Fragment tekstu:
***
Chwilę później ostry strzał Grosickiego, wybity na rzut rożny przez Kovacevicia.
Mocny strzał bardzo aktywnego Yeboah, ale Cojocaru na posterunku.
Wciąż na boisku przeważają gracze spod Jasnej Góry, choć bez konkretów. Szczecinianie nadal nie mogą wyrwać się z tego letargu.
Zobaczymy jak Pogoń zareaguje na tę bramkę, bo szczecinianie muszą zaatakować. Dość niemrawo weszli w to spotkanie, ale teraz nie mają już na co czekać.
1:0 dla Rakowa
To szybkie otwarcie wyniku może dać nam naprawdę fajne widowisko i na to liczymy!
GOOOOOL
Papanikolau na raty, ale trafił do siatki. Rzut karny obronił Cojocaru, ale był bezradny przy dobitce.
Tak sobie nieśmiało pykali z lekkim wskazaniem na gospodarzy a tu Bang! Ręka Leo Borgesa. Oj, nie ma chłop szczęścia ostatnio...
Rzut karny dla Rakowa!!!!
ZACZYNAMY!!!
Spotkanie poprowadzi Łukasz Kuźma.
Już za chwilę zaczynamy. Każda z drużyn ma coś do udowodnienia sobie i swoim kibicom. Każda jest na papierze predestynowana do grania o najwyższe laury, ale w tym sezonie zawodziła. To jedna z ostatnich szans na uratowanie twarzy. Liczymy na otwarty mecz!
***
Pokazany materiał:
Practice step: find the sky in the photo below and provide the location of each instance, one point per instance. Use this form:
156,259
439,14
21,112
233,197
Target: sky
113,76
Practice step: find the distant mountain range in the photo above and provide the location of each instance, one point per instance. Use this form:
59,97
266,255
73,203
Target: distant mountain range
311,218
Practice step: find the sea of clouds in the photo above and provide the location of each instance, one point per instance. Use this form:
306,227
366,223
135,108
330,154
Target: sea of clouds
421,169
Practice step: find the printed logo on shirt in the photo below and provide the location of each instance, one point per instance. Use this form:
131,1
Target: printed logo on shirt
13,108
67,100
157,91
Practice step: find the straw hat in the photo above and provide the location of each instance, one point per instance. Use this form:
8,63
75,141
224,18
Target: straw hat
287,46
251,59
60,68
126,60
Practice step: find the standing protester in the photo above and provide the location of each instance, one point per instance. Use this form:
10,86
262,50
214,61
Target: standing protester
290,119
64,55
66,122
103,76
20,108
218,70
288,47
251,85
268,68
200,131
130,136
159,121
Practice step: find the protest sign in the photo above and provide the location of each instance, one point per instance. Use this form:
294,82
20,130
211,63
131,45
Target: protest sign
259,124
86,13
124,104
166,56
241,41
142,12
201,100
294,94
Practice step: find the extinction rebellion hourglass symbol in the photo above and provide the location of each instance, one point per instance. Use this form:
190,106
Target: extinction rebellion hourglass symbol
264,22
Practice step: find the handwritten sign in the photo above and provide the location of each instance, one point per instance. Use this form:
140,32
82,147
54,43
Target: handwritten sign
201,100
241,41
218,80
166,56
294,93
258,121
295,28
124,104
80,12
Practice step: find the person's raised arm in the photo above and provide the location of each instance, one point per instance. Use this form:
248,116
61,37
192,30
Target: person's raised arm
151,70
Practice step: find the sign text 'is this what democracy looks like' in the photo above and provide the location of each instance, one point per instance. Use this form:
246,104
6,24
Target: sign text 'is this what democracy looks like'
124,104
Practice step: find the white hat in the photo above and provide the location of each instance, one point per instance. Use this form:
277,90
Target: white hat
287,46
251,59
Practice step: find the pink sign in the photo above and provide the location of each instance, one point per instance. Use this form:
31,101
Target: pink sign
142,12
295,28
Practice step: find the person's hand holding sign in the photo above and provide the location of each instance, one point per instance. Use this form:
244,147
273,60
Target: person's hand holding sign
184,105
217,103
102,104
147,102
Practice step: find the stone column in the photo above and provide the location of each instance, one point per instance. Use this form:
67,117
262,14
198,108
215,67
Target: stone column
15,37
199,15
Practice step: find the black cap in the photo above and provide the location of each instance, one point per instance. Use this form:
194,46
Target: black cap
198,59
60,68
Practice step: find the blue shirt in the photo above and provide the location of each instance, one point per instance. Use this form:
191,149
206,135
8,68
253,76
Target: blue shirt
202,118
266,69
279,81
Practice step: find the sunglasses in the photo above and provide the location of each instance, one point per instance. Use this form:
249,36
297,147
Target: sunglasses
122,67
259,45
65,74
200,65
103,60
***
Opis zadania: Przepisz fragment relacji z meczu od „ZACZYNAMY!!!” do „na otwarty mecz!” włącznie, zamieniając „otwarty mecz” na „emocjonujący mecz”.

Gotowa odpowiedź:
ZACZYNAMY!!!
Spotkanie poprowadzi Łukasz Kuźma.
Już za chwilę zaczynamy. Każda z drużyn ma coś do udowodnienia sobie i swoim kibicom. Każda jest na papierze predestynowana do grania o najwyższe laury, ale w tym sezonie zawodziła. To jedna z ostatnich szans na uratowanie twarzy. Liczymy na emocjonujący mecz!